- _FRAGMENTO_:
____

Desde ayer y hasta mañana se celebra en el Centro Cultural Las Claras de Plasencia la cuarta edición del festival literario Centrifugados, coordinado por el editor y poeta cacereño José María Cumbreño, que como de costumbre nos trae a autores del otro lado del Atlántico, como los mexicanos Jorge Posada y Omar Pimienta (que estuvo ayer con alumnos de institutos en Cáceres), la argentina Eleonora Finkelstein o el chileno Nicolás Said, sin descuidar a autores españoles como los gallegos Ángel Cerviño o Chus Pato, y por supuesto extremeños como Pilar Galán, Álex Chico o José Antonio Llera. Junto a este último leerá hoy a las once de la mañana Esther Ramón, sin duda una de las voces más destacadas de la poesía española actual.

Nacida en Madrid, pero con orígenes extremeños (su madre es de Valencia de Alcántara), Esther Ramón es autora de ocho poemarios en los que muestra un reconocible imaginario propio, hecho de imágenes inquietantes, que, en Tundra (2002), Reses (2008) y Caza con hurones (2013) busca apresar por un momento la realidad fluyente y la violencia perceptible en la naturaleza, buscando «leer las palabras que escribe la corriente» y «tensar el ojo indirecto» para captar las verdades que sobre nosotros puedan transmitirnos los animales.

____

- _DATOS DE ENTRADA_:
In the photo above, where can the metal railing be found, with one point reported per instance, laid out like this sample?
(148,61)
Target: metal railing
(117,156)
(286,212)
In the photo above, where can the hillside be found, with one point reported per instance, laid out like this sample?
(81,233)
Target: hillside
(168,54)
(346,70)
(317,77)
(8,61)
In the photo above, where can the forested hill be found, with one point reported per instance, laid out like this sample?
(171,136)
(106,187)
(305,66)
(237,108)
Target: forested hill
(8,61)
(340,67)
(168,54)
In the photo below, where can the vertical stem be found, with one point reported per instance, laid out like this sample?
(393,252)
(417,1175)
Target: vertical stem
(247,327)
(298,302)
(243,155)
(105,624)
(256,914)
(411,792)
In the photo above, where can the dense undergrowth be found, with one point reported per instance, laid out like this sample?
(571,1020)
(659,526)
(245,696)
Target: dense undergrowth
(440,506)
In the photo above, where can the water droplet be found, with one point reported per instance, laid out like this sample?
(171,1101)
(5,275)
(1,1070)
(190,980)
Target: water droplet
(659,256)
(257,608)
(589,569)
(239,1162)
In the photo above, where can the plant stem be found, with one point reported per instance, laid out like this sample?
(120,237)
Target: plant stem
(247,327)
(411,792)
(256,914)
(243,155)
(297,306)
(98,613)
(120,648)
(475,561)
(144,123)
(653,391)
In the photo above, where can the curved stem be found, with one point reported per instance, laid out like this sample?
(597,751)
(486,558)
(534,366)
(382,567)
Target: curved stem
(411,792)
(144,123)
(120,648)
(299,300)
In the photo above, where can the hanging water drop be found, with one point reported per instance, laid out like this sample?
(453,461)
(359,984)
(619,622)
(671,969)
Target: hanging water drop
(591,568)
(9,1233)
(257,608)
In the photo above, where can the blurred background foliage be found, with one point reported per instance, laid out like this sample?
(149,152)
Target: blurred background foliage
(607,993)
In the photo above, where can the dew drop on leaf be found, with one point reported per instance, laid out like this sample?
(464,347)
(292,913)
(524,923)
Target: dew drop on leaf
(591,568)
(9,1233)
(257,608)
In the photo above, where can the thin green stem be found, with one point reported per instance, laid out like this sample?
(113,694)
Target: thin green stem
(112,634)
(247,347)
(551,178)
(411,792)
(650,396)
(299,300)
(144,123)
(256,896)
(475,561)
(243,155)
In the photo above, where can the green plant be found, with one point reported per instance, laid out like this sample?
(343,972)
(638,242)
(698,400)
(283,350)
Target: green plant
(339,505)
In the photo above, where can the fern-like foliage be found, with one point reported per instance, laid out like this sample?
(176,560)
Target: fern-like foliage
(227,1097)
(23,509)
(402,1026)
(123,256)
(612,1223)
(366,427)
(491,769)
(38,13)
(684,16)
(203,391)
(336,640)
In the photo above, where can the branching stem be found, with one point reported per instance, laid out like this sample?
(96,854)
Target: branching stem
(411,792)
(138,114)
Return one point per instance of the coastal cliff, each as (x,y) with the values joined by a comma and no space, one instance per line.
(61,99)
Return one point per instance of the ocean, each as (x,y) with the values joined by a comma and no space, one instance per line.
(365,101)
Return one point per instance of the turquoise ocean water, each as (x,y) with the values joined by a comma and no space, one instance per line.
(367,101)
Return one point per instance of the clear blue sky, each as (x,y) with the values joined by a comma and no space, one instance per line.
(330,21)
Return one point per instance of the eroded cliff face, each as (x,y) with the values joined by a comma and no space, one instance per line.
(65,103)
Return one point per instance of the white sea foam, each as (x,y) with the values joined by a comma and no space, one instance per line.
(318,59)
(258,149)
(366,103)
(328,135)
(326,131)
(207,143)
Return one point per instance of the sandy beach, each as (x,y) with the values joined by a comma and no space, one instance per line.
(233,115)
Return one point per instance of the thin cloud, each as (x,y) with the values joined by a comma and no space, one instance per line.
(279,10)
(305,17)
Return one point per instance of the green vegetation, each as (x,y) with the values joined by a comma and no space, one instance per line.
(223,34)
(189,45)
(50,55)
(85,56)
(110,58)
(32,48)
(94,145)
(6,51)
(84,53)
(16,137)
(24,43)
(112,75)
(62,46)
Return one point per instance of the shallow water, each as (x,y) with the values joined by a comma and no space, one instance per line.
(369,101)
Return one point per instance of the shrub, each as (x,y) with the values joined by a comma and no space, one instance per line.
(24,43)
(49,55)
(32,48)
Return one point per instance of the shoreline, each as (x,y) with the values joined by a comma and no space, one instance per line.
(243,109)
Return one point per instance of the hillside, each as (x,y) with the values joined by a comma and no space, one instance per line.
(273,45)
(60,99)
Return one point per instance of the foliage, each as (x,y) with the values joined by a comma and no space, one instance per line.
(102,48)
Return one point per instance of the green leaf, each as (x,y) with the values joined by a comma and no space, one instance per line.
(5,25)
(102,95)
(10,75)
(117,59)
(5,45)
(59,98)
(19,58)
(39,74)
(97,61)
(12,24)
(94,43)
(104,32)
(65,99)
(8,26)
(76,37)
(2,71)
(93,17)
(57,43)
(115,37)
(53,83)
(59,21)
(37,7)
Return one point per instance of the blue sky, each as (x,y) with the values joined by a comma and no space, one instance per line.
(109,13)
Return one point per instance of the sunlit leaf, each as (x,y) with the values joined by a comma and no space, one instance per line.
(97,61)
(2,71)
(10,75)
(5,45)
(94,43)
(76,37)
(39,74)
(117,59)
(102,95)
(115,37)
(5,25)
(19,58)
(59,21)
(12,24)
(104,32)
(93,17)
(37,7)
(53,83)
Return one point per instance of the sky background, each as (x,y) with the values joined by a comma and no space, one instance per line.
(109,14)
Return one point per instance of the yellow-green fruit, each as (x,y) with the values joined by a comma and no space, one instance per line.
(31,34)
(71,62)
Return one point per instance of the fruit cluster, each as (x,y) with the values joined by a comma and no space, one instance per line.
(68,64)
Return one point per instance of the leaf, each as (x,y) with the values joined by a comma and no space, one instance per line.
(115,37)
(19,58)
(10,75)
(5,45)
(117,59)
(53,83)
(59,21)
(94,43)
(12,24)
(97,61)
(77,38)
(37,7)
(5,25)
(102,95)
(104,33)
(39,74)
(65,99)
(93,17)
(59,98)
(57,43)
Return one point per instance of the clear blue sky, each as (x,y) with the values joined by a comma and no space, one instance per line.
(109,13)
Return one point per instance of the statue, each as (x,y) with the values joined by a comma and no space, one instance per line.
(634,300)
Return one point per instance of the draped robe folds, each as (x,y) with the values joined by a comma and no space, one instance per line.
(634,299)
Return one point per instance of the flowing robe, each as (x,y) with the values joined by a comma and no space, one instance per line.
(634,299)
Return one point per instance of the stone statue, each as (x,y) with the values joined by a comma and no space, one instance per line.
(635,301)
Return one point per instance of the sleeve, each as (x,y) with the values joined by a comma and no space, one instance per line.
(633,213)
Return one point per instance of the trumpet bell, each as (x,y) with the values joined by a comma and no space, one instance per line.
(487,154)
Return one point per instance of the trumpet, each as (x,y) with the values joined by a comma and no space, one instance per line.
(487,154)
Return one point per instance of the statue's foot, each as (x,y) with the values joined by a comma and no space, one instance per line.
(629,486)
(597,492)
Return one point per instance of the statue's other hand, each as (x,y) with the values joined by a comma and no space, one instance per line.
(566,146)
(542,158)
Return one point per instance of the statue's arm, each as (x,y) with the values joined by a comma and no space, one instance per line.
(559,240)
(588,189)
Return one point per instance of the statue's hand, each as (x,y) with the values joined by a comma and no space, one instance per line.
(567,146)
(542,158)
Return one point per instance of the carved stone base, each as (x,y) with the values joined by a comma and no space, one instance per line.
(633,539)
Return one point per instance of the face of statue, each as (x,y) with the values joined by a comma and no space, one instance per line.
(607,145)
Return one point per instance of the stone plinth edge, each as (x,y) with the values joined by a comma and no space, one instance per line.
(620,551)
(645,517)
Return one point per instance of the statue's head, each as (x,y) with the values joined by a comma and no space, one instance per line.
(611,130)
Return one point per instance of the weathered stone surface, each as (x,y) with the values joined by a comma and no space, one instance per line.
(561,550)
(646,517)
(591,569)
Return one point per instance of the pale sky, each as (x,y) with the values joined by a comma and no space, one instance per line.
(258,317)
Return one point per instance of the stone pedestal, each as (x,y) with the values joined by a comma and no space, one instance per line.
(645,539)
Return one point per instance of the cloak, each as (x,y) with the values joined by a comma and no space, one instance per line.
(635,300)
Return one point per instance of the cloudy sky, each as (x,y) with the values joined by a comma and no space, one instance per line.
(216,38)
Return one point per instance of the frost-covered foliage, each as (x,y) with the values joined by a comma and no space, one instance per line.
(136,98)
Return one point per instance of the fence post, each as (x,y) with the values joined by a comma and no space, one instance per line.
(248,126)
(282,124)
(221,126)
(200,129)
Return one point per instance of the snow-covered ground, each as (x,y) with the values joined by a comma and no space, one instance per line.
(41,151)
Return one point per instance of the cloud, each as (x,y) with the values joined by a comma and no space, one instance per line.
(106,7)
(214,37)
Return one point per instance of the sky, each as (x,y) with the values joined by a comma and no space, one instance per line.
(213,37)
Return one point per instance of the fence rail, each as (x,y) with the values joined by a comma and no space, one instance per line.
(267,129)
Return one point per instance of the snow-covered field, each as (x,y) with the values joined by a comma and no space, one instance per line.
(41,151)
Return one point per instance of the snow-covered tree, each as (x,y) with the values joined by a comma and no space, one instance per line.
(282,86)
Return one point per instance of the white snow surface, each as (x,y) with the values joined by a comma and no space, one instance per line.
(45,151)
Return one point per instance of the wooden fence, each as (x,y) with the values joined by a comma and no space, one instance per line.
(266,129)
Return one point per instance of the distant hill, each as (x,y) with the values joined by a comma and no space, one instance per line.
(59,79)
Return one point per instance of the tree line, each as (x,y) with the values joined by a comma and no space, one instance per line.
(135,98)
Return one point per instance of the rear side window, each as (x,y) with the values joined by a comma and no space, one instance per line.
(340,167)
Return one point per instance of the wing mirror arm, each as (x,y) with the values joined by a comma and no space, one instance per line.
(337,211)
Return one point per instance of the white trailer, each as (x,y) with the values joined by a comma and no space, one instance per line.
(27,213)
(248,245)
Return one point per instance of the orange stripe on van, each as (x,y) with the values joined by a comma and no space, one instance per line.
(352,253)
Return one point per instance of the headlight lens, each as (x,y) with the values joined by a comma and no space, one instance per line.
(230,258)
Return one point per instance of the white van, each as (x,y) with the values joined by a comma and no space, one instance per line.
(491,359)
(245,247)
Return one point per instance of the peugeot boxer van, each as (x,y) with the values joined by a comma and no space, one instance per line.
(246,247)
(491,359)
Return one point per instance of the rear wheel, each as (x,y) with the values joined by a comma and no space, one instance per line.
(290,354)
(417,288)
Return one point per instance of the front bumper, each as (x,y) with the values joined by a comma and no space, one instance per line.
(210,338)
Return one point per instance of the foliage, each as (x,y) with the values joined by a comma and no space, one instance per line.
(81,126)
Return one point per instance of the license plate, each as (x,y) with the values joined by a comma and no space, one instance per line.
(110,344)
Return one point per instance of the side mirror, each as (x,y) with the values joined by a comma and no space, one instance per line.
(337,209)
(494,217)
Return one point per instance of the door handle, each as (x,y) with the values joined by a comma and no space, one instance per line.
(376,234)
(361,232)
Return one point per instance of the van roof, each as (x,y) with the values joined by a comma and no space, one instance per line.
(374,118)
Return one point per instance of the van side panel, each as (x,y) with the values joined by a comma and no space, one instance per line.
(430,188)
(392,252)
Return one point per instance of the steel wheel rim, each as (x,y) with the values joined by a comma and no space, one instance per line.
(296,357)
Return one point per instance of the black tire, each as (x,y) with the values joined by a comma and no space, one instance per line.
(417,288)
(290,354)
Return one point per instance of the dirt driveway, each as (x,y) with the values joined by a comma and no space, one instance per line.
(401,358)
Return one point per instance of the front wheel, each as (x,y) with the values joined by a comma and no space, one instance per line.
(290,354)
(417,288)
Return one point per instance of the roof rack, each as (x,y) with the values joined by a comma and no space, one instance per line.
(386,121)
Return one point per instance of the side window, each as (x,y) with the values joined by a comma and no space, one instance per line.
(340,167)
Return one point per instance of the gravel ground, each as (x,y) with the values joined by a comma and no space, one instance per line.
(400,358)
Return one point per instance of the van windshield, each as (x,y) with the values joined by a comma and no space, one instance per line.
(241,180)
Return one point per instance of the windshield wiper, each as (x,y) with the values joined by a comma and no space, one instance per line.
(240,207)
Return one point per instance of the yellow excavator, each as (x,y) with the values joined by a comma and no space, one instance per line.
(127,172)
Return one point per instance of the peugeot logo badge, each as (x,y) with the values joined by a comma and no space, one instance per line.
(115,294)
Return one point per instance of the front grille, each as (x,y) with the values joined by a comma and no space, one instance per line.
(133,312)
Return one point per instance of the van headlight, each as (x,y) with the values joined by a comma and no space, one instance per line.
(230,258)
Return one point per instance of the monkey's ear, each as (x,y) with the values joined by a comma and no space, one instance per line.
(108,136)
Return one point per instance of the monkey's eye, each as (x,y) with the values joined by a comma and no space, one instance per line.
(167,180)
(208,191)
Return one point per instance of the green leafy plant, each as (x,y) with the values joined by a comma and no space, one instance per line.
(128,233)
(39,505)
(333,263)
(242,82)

____

- _OBJETIVO DE LA TAREA_: Enumera, con su nacionalidad, los autores del otro lado del Atlántico que el fragmento sobre el festival Centrifugados menciona como participantes.

- _TAREA RESUELTA_:
- Jorge Posada, mexicano
- Omar Pimienta, mexicano
- Eleonora Finkelstein, argentina
- Nicolás Said, chileno